Stated exercise: Can you write out the lines below verbatim, starting with the line containing "Test yourself! Look at the image and find the white" and ending with the line containing "[654,177,675,192]", both included?

Data to use:
****************************************

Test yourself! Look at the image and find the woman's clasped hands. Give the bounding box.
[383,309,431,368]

****************************************

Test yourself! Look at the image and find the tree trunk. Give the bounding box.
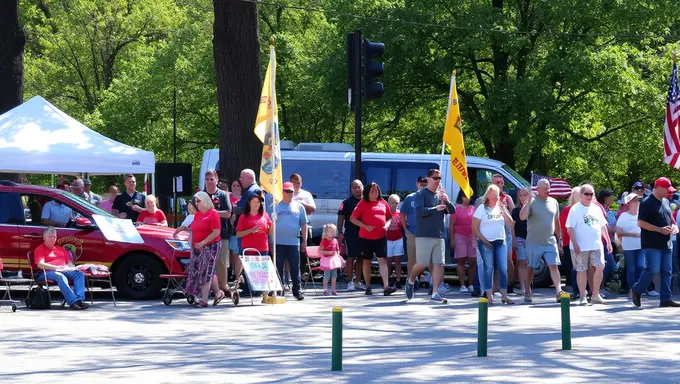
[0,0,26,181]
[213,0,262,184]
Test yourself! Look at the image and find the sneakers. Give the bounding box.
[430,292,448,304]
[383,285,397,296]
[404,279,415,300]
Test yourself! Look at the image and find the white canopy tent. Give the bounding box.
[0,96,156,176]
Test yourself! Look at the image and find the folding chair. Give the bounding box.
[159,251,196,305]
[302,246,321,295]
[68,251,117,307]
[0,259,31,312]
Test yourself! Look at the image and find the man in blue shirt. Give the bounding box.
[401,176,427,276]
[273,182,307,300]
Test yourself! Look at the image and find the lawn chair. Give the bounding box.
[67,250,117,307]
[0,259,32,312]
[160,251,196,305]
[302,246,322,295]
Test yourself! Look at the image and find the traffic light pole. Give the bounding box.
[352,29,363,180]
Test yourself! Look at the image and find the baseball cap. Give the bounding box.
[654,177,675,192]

****************************************

Result for this exercise:
Test yourself! Look at the image and find the white canopy tent. Give the bounding box.
[0,96,156,176]
Test yourself! Look at the image and find the folding chair. Give the bounding box.
[159,251,196,305]
[302,246,321,295]
[68,251,117,307]
[0,259,31,312]
Test yourself! Look at the image and find the man in blue shirt. Give the bounding box.
[401,176,427,276]
[273,182,307,300]
Test yourself! Look at the image and find the lawn chair. Give the bounding box.
[67,250,117,307]
[0,259,32,312]
[160,251,196,305]
[302,246,322,295]
Test yourself! Look at the image and find the traffic light pole. Give the bounding box.
[352,29,363,180]
Test yourself! Look at the image and find the baseball cap. Give the bounding box.
[654,177,675,192]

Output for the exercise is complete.